# Testo fornito
==*==

# gentoo vs archlinux vs slackware

## alessandro95

salve a tutti . volevo sapere e togliermi una curiosità , ho scelto di installare una di queste 2 grandissime distro linux , ma quale?

chi è che mi può dire la differenza tra arch e gentoo ?

io cercavo una distro sicura , stabile , scattante e velocissima , personalizzabile quanto voglio .

poi vorrei chiedere , è meglio il gestore pacchetti pacman o portege?

lo so che hanno due compiti diversi ,ma chiedevo se è meglio installare i pacchetti binari o da sorgente? quanto ci vuole per installare un pacchetto da srogente rispetto ad un binario?

è più veloce gentoo o arch?

poi ho sentito parlare su internet che gentoo da molti problemi , e devi tutti i giorni starci a combattere per compilare compilare e compilare.

ma è vero?

rispondete vi prego

----------

## k01

 *alessandro95 wrote:*   

> salve a tutti . volevo sapere e togliermi una curiosità , ho scelto di installare una di queste 2 grandissime distro linux , ma quale?

 

ma non dovresti aver già installato gentoo qualche mese fa?? O_o

 *alessandro95 wrote:*   

> chi è che mi può dire la differenza tra arch e gentoo ?

 

in parte ti sei già risposto da solo più avanti... entrambe forniscono una buona personalizzazione del sistema, la differenza principale è che una installa da pacchetti precompilati e l'altra invece compila tutto o quasi da sorgente

 *alessandro95 wrote:*   

> 
> 
> io cercavo una distro sicura , stabile , scattante e velocissima , personalizzabile quanto voglio .
> 
> 

 

insomma vuoi un po' tutto...

 *alessandro95 wrote:*   

> 
> 
> poi vorrei chiedere , è meglio il gestore pacchetti pacman o portege?
> 
> 

 

a parte che è portAge, è ovvio che se lo chiedi qui la risposta è sicuramente portage   :Razz: 

 *alessandro95 wrote:*   

> 
> 
> lo so che hanno due compiti diversi ,ma chiedevo se è meglio installare i pacchetti binari o da sorgente? quanto ci vuole per installare un pacchetto da srogente rispetto ad un binario?

==*==

# Righe di dati
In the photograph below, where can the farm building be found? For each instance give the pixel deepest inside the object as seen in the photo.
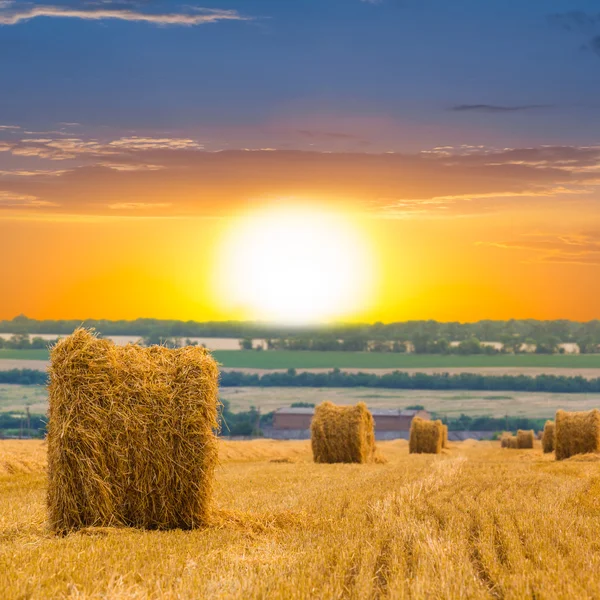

==*==

# Consegna
Nella discussione su Gentoo e Arch, qual è secondo k01 la differenza principale tra le due distribuzioni? Rispondi in una frase, per favore.

# Risposta svolta
Una installa da pacchetti precompilati, mentre l'altra compila tutto o quasi da sorgente.